* _Source passage_
------------------------------------------------------------

At the time of this analysis, 70 patients had experienced relapse or progression and 61 had died, including three patients with non-disease-related deaths. With a median follow-up of 56.6 months (IQR, 36.0–71.8), the estimated 5-year PFS rate was 65.2% (95% CI, 58.1–72.3) and the OS rate was 69.9% (95% CI, 63.2–76.6). The 5-year PFS and OS for patients with negative interim PET-CT were 72.6% (95% CI, 65.0–80.2) and 78.1% (95% CI, 71.0–85.2), respectively, compared with 39.3% (95% CI, 25.0–53.6) and 42.4% (95% CI, 27.3–57.5), respectively, for patients with positive interim PET-CT. Comparisons based on interim Deauville score revealed significantly better PFS and OS in patients with negative interim PET-CT scans than in patients with positive scan results (PFS, HR 3.37, 95% CI 2.09–5.43, P < 0.001; OS, HR 3.53, 95% CI 2.13–5.56, P < 0.001; Fig. 2a, b). Comparison of survival outcomes according to IPI score revealed that PFS and OS were significantly longer in patients with low or low-intermediate IPI scores than in those with high-intermediate or high IPI scores (PFS, HR 5.21, 95% CI 3.07–8.85, P < 0.001; OS, HR 6.31, 95% CI 3.46–11.50, P < 0.001; Fig. 2c, d).

------------------------------------------------------------

* _Provided data_
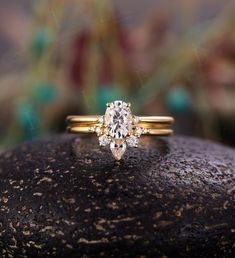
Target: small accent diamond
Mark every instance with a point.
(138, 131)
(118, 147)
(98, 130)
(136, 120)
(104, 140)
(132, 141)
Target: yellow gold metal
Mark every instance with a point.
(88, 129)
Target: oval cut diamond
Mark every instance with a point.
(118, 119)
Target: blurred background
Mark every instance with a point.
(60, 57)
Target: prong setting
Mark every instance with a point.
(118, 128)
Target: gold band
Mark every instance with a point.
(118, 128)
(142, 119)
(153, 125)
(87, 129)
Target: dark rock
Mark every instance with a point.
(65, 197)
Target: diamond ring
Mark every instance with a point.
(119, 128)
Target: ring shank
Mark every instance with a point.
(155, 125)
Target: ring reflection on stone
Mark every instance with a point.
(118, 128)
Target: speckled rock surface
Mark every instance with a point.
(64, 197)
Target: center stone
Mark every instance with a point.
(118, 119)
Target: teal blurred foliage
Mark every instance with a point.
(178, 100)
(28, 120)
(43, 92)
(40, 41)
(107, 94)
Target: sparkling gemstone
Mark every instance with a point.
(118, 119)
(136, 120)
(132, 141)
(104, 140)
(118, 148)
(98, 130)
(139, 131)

------------------------------------------------------------

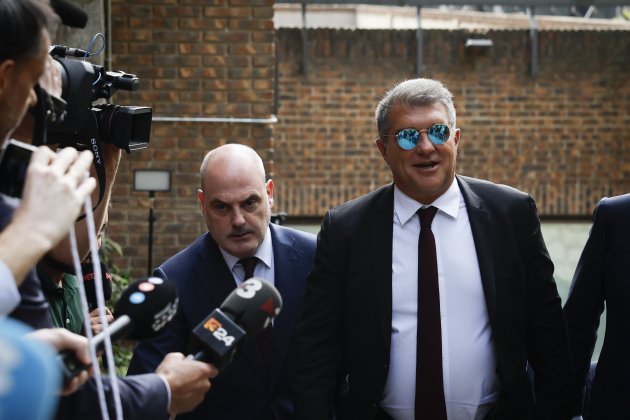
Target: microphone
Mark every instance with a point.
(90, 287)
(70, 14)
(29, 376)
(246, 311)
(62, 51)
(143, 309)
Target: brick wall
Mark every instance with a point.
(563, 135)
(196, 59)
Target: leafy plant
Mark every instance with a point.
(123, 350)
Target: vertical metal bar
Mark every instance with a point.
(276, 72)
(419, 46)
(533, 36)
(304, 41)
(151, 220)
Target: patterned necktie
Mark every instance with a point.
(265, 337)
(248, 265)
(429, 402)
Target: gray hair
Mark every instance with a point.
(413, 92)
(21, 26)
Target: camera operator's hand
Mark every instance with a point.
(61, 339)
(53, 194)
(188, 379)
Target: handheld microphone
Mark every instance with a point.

------------------------------------------------------------

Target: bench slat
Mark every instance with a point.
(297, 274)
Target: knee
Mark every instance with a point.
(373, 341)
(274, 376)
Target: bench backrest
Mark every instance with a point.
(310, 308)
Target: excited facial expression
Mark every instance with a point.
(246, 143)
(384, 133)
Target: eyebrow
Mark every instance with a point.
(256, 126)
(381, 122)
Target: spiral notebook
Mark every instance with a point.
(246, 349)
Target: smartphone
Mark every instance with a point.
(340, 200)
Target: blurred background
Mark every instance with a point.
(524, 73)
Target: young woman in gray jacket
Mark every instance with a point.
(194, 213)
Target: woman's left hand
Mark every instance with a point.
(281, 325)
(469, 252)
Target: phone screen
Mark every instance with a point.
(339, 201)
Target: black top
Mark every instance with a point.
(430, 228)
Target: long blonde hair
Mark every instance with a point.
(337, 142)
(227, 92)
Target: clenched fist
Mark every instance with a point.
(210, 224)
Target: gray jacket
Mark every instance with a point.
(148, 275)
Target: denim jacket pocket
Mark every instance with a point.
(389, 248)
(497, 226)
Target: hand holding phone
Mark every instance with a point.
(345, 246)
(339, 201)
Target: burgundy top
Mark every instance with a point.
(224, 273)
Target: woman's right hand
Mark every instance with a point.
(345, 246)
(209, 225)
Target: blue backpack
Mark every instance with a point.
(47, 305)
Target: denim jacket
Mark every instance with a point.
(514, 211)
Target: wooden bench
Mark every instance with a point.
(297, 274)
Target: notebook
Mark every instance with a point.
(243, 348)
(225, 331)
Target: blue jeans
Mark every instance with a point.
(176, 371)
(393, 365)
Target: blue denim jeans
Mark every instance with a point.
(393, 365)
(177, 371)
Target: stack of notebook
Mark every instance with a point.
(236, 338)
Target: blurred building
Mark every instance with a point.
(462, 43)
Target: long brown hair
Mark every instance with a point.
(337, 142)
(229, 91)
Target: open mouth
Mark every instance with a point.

------------------------------------------------------------

Answer these from the survival passage:
(a) How many patients had died at the time of the analysis?
(b) What was the estimated 5-year PFS rate for patients with positive interim PET-CT?
(c) What hazard ratio for OS came from the comparison by IPI score?
These rows were taken from a different source than the survival passage.

* _Response to this exercise_
(a) 61
(b) 39.3% (95% CI, 25.0–53.6)
(c) HR 6.31 (95% CI 3.46–11.50)